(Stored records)
╔══

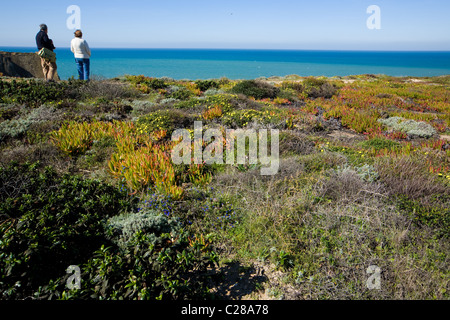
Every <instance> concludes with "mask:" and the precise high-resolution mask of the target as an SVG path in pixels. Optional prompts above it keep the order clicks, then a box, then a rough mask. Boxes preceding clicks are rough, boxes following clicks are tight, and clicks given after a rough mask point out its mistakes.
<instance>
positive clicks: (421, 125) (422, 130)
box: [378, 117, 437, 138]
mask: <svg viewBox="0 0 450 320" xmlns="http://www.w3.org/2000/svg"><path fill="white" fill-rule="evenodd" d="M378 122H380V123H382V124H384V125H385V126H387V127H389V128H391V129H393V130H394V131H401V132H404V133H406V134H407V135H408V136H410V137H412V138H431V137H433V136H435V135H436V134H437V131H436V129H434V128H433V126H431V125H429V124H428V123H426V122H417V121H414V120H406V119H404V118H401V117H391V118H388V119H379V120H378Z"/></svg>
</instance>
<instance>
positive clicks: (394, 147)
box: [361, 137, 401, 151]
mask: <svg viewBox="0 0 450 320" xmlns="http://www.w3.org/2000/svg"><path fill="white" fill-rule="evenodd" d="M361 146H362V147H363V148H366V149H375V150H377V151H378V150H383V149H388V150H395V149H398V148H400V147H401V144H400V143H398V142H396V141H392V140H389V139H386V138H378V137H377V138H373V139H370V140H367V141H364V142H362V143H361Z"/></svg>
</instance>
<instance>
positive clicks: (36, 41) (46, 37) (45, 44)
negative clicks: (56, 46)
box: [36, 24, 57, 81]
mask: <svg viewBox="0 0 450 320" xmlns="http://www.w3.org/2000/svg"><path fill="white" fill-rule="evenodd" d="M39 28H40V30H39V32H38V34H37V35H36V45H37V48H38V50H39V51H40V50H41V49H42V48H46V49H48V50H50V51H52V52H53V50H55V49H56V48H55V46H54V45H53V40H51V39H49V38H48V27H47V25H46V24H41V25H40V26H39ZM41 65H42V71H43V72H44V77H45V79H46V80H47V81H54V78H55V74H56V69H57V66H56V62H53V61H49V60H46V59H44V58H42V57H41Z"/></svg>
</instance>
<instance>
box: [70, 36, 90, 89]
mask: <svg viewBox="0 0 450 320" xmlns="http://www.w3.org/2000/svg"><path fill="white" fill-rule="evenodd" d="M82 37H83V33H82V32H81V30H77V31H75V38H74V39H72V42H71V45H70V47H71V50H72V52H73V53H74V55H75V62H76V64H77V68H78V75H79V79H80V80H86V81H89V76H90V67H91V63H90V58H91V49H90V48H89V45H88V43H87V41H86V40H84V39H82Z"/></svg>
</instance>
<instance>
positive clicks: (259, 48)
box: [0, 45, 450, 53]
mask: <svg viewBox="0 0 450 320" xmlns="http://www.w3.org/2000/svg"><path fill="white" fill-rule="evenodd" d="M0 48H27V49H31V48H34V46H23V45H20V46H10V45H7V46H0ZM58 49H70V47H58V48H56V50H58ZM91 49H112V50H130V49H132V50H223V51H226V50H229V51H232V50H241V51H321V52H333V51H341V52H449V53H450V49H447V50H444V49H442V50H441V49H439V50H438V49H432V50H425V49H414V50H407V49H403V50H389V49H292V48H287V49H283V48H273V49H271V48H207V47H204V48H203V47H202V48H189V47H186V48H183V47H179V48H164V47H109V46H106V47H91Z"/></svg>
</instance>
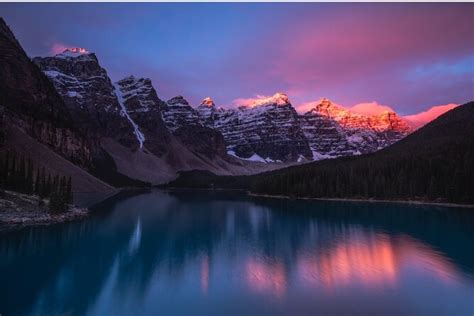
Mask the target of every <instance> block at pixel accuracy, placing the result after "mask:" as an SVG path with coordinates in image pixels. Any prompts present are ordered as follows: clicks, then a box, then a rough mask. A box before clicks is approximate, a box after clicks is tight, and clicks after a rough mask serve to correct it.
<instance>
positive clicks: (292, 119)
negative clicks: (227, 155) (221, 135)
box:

╚══

Pull out every line of the records above that holds the word "rough", with case counting.

| Answer box |
Every <instance> concludes with "mask:" and the precise high-resolution mask of the target as an SVG path in pixels. Optional prompts above it keep the order clicks, then a box, then a rough mask. Boxes preceding clicks are rough, boxes following clicks are tight, and clicks given after a rough mask point out its mistakes.
Mask the target of every <instance> block at pixel accuracy, placing the result after "mask:" as an SVG path with coordinates in image pixels. Any prompts present are ordered as follows: clicks, then a box, then a rough mask. A box before clicks is approximate, a box after clicks is tight, and clicks after a rough mask serve to correct it.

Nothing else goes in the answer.